§ **Directions for this task**
The required output is every line from the beginning of the entries below through the line that includes "Q: Using the form shown in this sample, indicate the wooden", copied exactly.

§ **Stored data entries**
* * * *

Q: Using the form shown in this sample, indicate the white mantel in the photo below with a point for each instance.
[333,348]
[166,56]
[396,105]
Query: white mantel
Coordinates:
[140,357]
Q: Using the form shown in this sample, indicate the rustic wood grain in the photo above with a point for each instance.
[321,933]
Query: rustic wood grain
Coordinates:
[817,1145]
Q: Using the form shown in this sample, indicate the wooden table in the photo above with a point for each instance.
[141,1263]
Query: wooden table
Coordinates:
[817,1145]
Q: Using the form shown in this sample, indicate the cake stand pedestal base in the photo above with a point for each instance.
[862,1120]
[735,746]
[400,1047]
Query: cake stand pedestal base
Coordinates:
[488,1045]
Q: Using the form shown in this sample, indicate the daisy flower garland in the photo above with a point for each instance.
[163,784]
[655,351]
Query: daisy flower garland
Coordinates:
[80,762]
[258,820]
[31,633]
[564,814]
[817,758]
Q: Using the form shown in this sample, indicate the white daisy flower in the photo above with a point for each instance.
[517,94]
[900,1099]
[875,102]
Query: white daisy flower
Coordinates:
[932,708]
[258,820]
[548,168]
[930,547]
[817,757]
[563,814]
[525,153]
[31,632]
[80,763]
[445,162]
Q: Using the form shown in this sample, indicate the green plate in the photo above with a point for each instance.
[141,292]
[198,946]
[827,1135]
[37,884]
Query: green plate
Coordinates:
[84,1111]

* * * *

§ **Exercise result**
Q: Using the form shown in this sample, indicate the white mantel in the photo below with a point for each instance.
[333,348]
[166,56]
[396,105]
Query: white mantel
Coordinates:
[140,357]
Q: Using the form shown in this sample, indicate the rustic wood grain in the photo above with a point for each instance.
[321,933]
Query: rustic wood grain
Coordinates:
[817,1145]
Q: Using the form shown in this sample, indicate the wooden table in the photo above with a point for each instance.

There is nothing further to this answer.